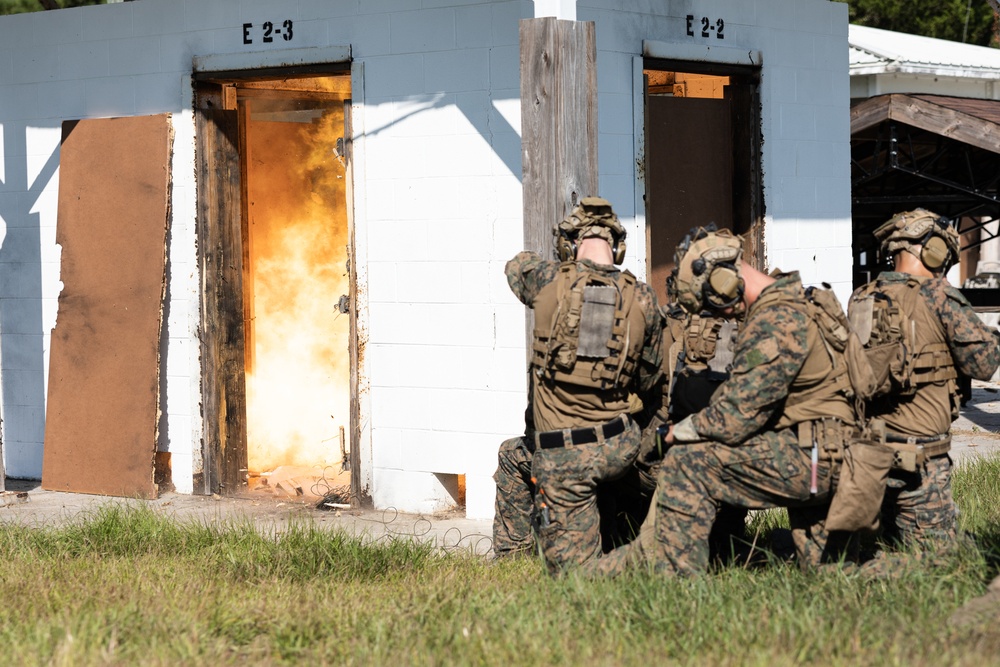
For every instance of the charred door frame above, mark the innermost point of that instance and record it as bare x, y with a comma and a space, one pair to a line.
748, 195
221, 237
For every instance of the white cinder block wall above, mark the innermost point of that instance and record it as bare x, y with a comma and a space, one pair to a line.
437, 191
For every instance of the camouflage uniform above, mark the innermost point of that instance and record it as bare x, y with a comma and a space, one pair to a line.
515, 498
741, 451
567, 477
918, 506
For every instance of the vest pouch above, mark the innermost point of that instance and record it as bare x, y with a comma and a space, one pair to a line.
864, 380
882, 359
597, 321
864, 475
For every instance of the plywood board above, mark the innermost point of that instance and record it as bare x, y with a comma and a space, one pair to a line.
101, 420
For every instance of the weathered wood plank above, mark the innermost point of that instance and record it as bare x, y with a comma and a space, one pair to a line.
223, 338
558, 123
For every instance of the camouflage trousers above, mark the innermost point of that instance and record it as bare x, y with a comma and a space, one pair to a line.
918, 514
695, 480
566, 501
515, 500
918, 508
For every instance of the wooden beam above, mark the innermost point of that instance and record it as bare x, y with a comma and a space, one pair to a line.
946, 122
558, 123
927, 115
869, 113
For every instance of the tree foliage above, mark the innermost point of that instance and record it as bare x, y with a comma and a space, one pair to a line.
23, 6
969, 21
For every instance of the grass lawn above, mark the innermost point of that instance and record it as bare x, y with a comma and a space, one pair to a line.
126, 587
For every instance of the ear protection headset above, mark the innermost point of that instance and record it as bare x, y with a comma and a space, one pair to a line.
723, 287
938, 241
935, 253
708, 270
566, 247
591, 212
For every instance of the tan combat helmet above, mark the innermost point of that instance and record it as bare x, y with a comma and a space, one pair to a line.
593, 216
937, 239
708, 271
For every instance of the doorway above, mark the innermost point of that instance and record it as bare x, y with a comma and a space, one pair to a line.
275, 243
702, 158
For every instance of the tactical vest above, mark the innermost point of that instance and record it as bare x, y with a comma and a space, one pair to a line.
588, 331
905, 341
822, 387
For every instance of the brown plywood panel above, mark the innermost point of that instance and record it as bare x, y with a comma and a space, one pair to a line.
689, 178
101, 420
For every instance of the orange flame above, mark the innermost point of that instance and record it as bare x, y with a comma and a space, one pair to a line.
298, 369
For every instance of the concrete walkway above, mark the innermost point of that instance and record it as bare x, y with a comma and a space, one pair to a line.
975, 433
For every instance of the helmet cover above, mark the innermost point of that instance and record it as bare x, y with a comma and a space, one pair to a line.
920, 227
593, 216
708, 263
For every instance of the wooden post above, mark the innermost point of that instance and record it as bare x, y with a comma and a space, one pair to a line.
558, 123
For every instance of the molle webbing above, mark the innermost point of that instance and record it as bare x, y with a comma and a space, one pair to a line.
933, 363
911, 453
556, 346
830, 436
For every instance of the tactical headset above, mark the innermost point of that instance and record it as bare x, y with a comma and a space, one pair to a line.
708, 270
935, 253
591, 212
938, 240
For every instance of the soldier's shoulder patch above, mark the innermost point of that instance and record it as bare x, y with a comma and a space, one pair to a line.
764, 352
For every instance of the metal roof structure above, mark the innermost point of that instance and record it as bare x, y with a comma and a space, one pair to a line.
876, 51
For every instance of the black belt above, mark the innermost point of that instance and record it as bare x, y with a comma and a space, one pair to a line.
582, 436
917, 440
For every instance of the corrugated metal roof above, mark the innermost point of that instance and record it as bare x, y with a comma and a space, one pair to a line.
875, 51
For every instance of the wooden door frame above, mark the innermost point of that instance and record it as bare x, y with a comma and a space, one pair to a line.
220, 230
749, 221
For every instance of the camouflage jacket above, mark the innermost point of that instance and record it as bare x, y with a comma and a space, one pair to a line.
770, 350
561, 407
975, 351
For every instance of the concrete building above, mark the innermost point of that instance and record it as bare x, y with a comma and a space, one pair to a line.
245, 236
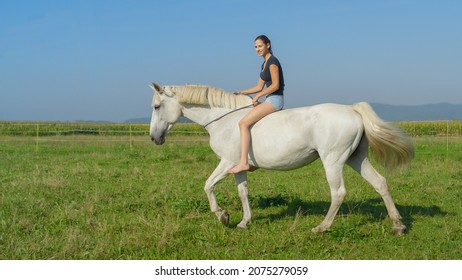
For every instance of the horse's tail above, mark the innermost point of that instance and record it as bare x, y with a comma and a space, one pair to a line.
390, 146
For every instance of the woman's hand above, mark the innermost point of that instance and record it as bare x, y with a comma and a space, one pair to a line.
255, 101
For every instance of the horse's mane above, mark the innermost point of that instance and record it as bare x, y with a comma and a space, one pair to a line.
207, 95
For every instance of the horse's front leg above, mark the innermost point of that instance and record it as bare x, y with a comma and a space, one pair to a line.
241, 181
220, 172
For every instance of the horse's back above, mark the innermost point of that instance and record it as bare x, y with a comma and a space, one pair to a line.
296, 137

════════

What you will do: Write the records out again in full, exactly, and skip every picture.

Response to this exercise:
For every instance of the charred door frame above, mark the innermost point of that instance and record it as bare x, y with a comma and a space, one pair to a line.
748, 195
221, 237
For every instance of the white cinder block wall above, mark the innermost point of that instance and record it as bare x, y with a comma and a space, one pair to a line.
437, 191
For every instance of the camouflage uniform above, mark the innermost point of that instance and record it as bare x, y with a comma and a space, one pair to a line.
515, 498
741, 451
567, 477
918, 506
For every instance of the vest pouch above, mark the innermost point of that instance and record it as bare x, y with a comma and a space, one pair to a line.
864, 380
882, 359
597, 321
864, 475
For every instance of the plywood board above, mark the innermost point of that instance and record it as bare x, y with a comma and a space, one pair to a line.
101, 420
For every instance of the weathered wood plank above, mark the innermost point of that instance and record it as bare x, y with a comma and a space, one pair to a line.
223, 338
558, 123
For every instance of the camouflage trousers above, mark the innermost point of that instance and record it as bare x, y with a comma and a space, one pair to a line.
918, 514
695, 480
566, 501
515, 500
918, 508
For every instance of the wooden beam above, mark the innermost point of that instance and record it as bare x, y with a comma and a space, one pair to a line.
946, 122
558, 123
927, 115
869, 113
For every instance of the tree foliage above, mark the innermost point of that instance and record it as bare x, y with a comma and a space, one pair to a line.
23, 6
969, 21
For every instance of the grass lawn above, mark the innermost point of that instance and record it as bare x, y with a comma and a space, one pair to a line.
126, 587
For every instance of the ear protection headset above, mark the innermost point of that instance and record it as bare x, y with a comma and a space, one pair to a line.
723, 287
938, 241
935, 253
708, 270
566, 247
591, 212
For every instance of the tan combat helmet above, mark the innermost point of that instance and record it as bare x, y with a comma and a space, one pair to a line.
593, 216
937, 239
708, 271
For every instance of the doorway above, mark the innermost point of that instance and record it as bare x, y with a comma and a space, one pair to a line.
275, 243
702, 158
For every instance of the tactical vest above, mark the innermost point of that instance and record it as bare x, y with a comma and a space, one pair to a line.
588, 331
905, 341
822, 387
For every instance of the brown plywood panel above, mark the innermost point of that instance and record it as bare x, y with a comma and a space, one pair to a line.
689, 178
101, 420
For every instance of the orange flame above, mark the innermost point of that instance and record it as bare x, y with a comma and a space, one pair to a line.
298, 369
For every instance of the concrete walkway above, mark the innermost point of that instance and record it as bare x, y with a comma and a space, one pair to a line.
975, 433
For every instance of the helmet cover above, mark the innermost point of that instance and record it as bare x, y with a comma and a space, one pair to a line.
920, 227
593, 216
708, 263
For every instance of the wooden post above, mark the innermost point of that instance and record it as bare x, y with a comma and a space, one pair to a line.
558, 123
For every instance of the molle webbing above, mark the innermost point of that instance and record it as bare x, y with a comma and a space, one pair to a line.
933, 363
911, 453
556, 346
830, 436
For every instance of the tactical headset above, mark the innermost point of that instance and record it as bare x, y with a comma and a space, one pair to a line.
708, 270
935, 253
591, 212
938, 240
For every instance of the soldier's shoulder patch above, mark the innermost point of that instance and record it as bare x, y with a comma and a space, one pair to a line.
764, 352
For every instance of the metal roof structure above, mark the innermost point of that instance and record it as bare x, y with a comma and a space, one pair to a line.
876, 51
For every instance of the black belt above, mark the innermost point of that instance and record it as bare x, y with a comma and a space, one pair to a line.
582, 436
917, 440
For every instance of the corrugated metal roof above, mark the innermost point of that instance and record it as bare x, y with a comma and a space, one pair to a line.
875, 51
For every instance of the wooden door frame above, mark the innermost point of that instance and record it as bare x, y with a comma and a space, one pair to a line.
220, 230
749, 221
For every instance of the camouflage jacket above, mark the innermost point of that instance and record it as bare x, y with a comma and a space, one pair to a line.
770, 350
561, 407
975, 351
For every instance of the concrete building above, mark the innermost point of that instance and record it as bare x, y with a comma and a space, one pair to a line.
245, 236
For every instance of the horse's tail above, mark the innermost point of that instance and record it as bare x, y with a comma and a space, one pair to a line.
390, 146
For every instance of the woman's hand above, mark the innermost point of that instance and record it as bare x, y with a comma and a space, one pair to a line.
255, 101
For every instance of the horse's mane above, mark the innermost point of that instance and record it as bare x, y with a comma and a space, one pair to a line.
207, 95
For every instance of the horse's front leg above, mark the innermost point of that instance and record it as bare x, y with a comma and a space, one pair to a line.
241, 181
220, 172
For every instance of the horse's back above, mark the innermost point of that instance and record it as bare x, y with a comma and a space, one pair to a line.
296, 137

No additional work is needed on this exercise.